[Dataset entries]
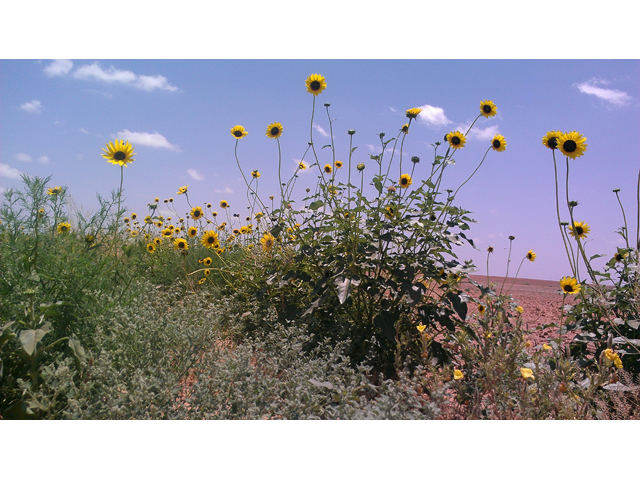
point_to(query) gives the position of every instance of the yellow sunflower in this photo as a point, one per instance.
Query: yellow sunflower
(580, 229)
(405, 180)
(488, 108)
(315, 84)
(119, 152)
(572, 144)
(569, 285)
(267, 242)
(238, 131)
(274, 130)
(498, 143)
(456, 139)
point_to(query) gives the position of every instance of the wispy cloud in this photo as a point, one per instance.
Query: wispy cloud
(433, 115)
(614, 97)
(124, 77)
(148, 139)
(194, 174)
(58, 67)
(23, 157)
(320, 130)
(9, 172)
(34, 106)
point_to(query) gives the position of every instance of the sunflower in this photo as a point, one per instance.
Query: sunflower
(498, 143)
(210, 238)
(569, 285)
(456, 139)
(315, 84)
(119, 152)
(581, 229)
(572, 144)
(180, 244)
(274, 130)
(413, 112)
(488, 108)
(405, 180)
(267, 242)
(238, 131)
(64, 227)
(196, 213)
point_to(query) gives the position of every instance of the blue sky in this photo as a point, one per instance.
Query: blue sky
(57, 115)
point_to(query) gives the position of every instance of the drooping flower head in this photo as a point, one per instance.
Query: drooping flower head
(498, 143)
(238, 131)
(569, 285)
(488, 108)
(456, 139)
(315, 84)
(119, 152)
(572, 144)
(274, 130)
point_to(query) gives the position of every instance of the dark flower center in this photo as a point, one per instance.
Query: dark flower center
(570, 146)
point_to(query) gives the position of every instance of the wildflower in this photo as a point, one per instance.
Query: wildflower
(315, 84)
(210, 239)
(498, 143)
(64, 227)
(119, 152)
(569, 285)
(456, 139)
(527, 373)
(274, 130)
(580, 229)
(413, 112)
(238, 131)
(488, 108)
(196, 213)
(267, 241)
(572, 144)
(180, 244)
(405, 180)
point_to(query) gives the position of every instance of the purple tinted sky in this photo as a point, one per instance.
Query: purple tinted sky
(56, 117)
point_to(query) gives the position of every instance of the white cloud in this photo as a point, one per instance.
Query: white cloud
(23, 157)
(194, 174)
(9, 172)
(33, 106)
(320, 130)
(124, 77)
(148, 139)
(433, 115)
(58, 67)
(615, 97)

(EXERCISE BRIEF) Write the number of data lines with "this", nothing else.

(TASK RESPONSE) 9